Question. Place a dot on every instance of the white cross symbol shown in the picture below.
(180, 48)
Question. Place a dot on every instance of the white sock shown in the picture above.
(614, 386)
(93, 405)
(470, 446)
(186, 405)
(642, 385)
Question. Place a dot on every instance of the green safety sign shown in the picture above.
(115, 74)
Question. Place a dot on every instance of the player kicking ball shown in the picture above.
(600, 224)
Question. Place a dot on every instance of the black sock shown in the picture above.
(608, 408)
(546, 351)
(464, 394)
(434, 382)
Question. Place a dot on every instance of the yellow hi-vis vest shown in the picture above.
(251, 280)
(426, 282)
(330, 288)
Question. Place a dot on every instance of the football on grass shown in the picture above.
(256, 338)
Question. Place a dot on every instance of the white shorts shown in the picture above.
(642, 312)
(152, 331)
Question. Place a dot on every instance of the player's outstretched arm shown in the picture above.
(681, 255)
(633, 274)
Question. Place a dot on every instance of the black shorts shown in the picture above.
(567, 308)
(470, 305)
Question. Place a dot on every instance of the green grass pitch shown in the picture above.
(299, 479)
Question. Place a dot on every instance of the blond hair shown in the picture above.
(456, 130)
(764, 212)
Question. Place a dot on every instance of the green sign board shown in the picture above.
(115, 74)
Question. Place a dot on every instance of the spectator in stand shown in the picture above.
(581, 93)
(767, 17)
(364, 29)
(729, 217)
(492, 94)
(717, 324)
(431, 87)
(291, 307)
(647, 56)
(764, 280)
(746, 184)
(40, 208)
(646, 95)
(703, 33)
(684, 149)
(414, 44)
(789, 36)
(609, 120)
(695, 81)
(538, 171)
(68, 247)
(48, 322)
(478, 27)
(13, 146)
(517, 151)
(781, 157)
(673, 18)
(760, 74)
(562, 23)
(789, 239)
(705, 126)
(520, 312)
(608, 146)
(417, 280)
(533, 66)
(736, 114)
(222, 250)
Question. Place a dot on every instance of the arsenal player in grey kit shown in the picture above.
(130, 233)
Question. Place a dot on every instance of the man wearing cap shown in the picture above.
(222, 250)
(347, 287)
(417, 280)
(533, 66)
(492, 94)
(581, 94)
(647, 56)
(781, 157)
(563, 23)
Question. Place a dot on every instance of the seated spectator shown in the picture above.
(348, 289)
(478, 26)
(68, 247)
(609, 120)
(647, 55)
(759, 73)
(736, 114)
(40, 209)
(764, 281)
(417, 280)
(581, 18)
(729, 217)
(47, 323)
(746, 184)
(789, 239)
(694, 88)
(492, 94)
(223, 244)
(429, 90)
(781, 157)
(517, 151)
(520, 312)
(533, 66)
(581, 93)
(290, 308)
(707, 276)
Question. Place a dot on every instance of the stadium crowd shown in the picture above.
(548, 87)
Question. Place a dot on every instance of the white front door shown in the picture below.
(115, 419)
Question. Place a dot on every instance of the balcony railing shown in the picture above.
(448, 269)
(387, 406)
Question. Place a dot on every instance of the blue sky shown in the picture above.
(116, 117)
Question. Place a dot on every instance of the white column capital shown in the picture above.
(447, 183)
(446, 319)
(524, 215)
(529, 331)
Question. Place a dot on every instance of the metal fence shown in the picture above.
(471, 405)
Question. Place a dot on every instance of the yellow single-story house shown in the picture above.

────

** TASK REQUIREMENTS **
Recast every line of the listing above as a JSON list of strings, one string per line, with blank lines left out.

** EXERCISE OUTPUT **
[
  "Question. Place a dot on every instance of the white cross symbol shown in the picture below.",
  "(180, 48)",
  "Question. Place a dot on every instance of the white sock shown in the picture above.",
  "(614, 386)",
  "(93, 405)",
  "(470, 446)",
  "(186, 405)",
  "(642, 385)",
  "Question. Place a dot on every instance of the green safety sign shown in the picture above.",
  "(115, 74)",
  "Question. Place a dot on every instance of the player kicking ball shown in the picture above.",
  "(600, 224)",
  "Question. Place a dot on every instance of the black sock shown in the picture above.",
  "(608, 408)",
  "(546, 351)",
  "(464, 394)",
  "(434, 382)",
  "Question. Place a dot on every instance of the yellow hi-vis vest shown in the picture above.",
  "(251, 280)",
  "(426, 282)",
  "(330, 288)",
  "Question. Place a dot on every instance of the football on grass shown in the picture above.",
  "(256, 338)",
  "Question. Place a dot on every instance of the white shorts shown in the picture above.",
  "(642, 312)",
  "(152, 331)",
  "Question. Place a dot on every instance of the player's outstretched arm shown in the picture above.",
  "(681, 255)",
  "(633, 274)",
  "Question. Place a dot on every instance of the black shorts shown in the picture above.",
  "(567, 308)",
  "(470, 305)",
  "Question. Place a dot on every instance of the green grass pitch shown in the picture above.",
  "(299, 479)",
  "Question. Place a dot on every instance of the blond hair shown in the picture above.",
  "(456, 130)",
  "(764, 212)",
  "Question. Place a dot on every instance of the green sign board shown in the picture above.",
  "(115, 74)",
  "Question. Place a dot on every instance of the spectator in stand shown in the picture above.",
  "(581, 93)",
  "(767, 17)",
  "(364, 29)",
  "(729, 217)",
  "(492, 94)",
  "(717, 324)",
  "(431, 87)",
  "(291, 307)",
  "(647, 56)",
  "(764, 280)",
  "(746, 184)",
  "(40, 208)",
  "(646, 95)",
  "(703, 33)",
  "(684, 149)",
  "(414, 44)",
  "(789, 36)",
  "(609, 120)",
  "(695, 81)",
  "(538, 171)",
  "(68, 247)",
  "(48, 322)",
  "(478, 27)",
  "(13, 146)",
  "(517, 151)",
  "(781, 157)",
  "(673, 18)",
  "(760, 74)",
  "(562, 23)",
  "(789, 239)",
  "(705, 126)",
  "(520, 312)",
  "(608, 146)",
  "(417, 280)",
  "(533, 66)",
  "(736, 114)",
  "(222, 250)",
  "Question. Place a dot on every instance of the arsenal player in grey kit shown in the picture above.",
  "(130, 233)",
  "Question. Place a dot on every instance of the man wearing cap shown in the picture above.",
  "(222, 250)",
  "(347, 287)",
  "(417, 280)",
  "(533, 66)",
  "(492, 94)",
  "(581, 94)",
  "(647, 56)",
  "(781, 157)",
  "(563, 23)",
  "Question. Place a dot on every instance of the seated spectator shown in the picture above.",
  "(348, 289)",
  "(478, 26)",
  "(68, 247)",
  "(609, 120)",
  "(647, 55)",
  "(759, 73)",
  "(736, 114)",
  "(40, 209)",
  "(764, 281)",
  "(417, 280)",
  "(581, 18)",
  "(729, 217)",
  "(47, 323)",
  "(746, 184)",
  "(789, 239)",
  "(694, 88)",
  "(492, 94)",
  "(223, 244)",
  "(429, 90)",
  "(781, 157)",
  "(517, 151)",
  "(520, 312)",
  "(533, 66)",
  "(581, 93)",
  "(290, 308)",
  "(707, 276)",
  "Question. Place a dot on every instance of the stadium crowd shown in the picture above.",
  "(548, 87)",
  "Question. Place a dot on every instance of the white front door shown in the picture below.",
  "(115, 419)",
  "Question. Place a dot on every instance of the balcony railing shown in the picture above.",
  "(448, 269)",
  "(387, 406)",
  "Question. Place a dot on every instance of the blue sky shown in the picture above.",
  "(116, 117)",
  "Question. Place a dot on every instance of the white column capital shown in the picture above.",
  "(447, 183)",
  "(446, 319)",
  "(524, 215)",
  "(529, 331)",
  "Question. Place a dot on every instance of the metal fence shown in the picture above.",
  "(471, 405)",
  "Question. Place a dot on every instance of the yellow single-story house shown in the picture above."
]